» **EXERCISE DATA**:
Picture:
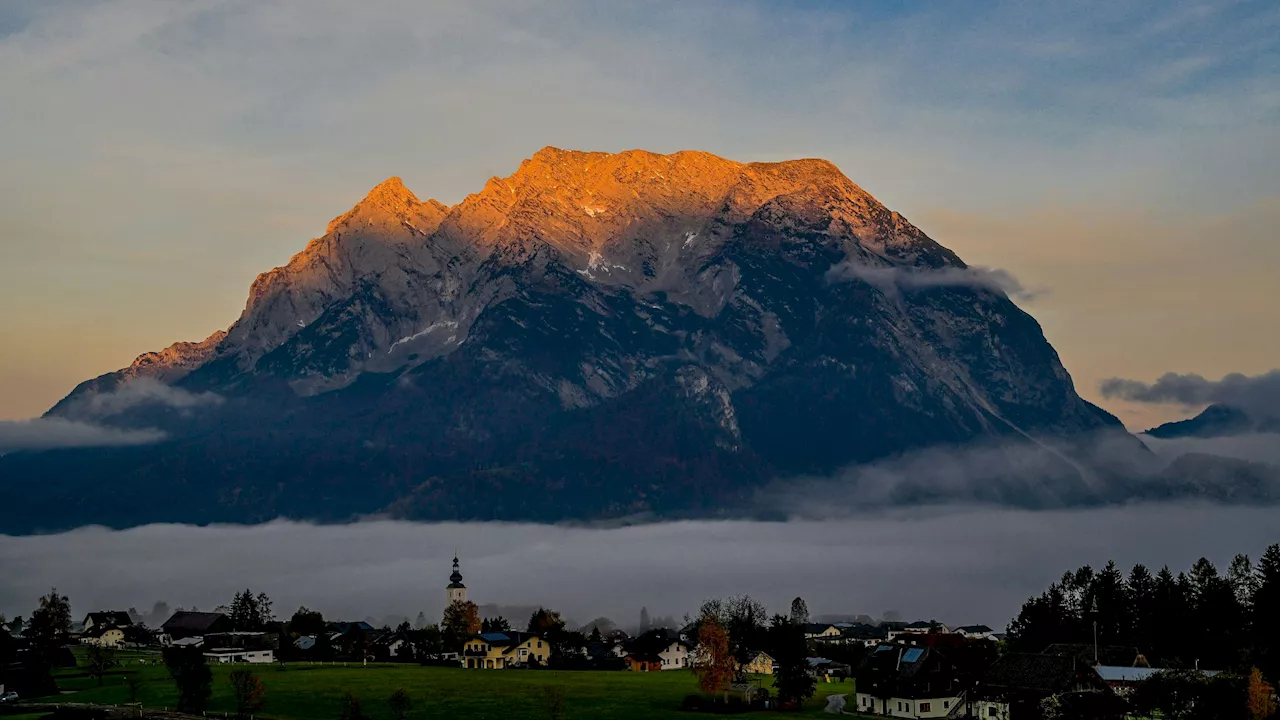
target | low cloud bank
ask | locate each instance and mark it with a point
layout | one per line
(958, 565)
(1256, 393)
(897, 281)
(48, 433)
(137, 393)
---
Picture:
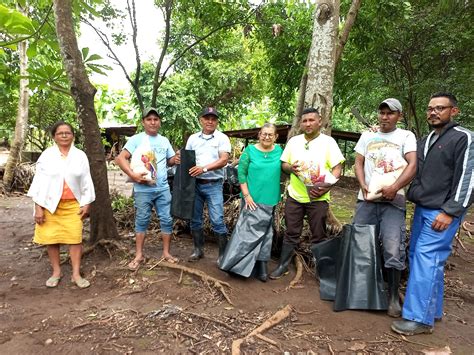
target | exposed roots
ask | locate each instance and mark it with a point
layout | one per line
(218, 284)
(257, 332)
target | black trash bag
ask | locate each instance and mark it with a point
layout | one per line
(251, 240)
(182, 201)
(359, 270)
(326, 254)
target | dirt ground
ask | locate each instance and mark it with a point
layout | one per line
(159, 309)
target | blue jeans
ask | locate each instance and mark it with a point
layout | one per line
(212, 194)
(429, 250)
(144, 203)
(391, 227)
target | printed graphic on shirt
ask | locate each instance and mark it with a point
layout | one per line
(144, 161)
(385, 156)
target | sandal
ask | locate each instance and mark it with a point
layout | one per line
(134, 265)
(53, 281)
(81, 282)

» **OBJECTIVE**:
Please extract each line from the items above that contains the word "target".

» **THE OUTPUT**:
target | low cloud bank
target | exposed roots
target | black trash bag
target | dirt ground
target | blue jeans
target | printed graphic on shirt
target | sandal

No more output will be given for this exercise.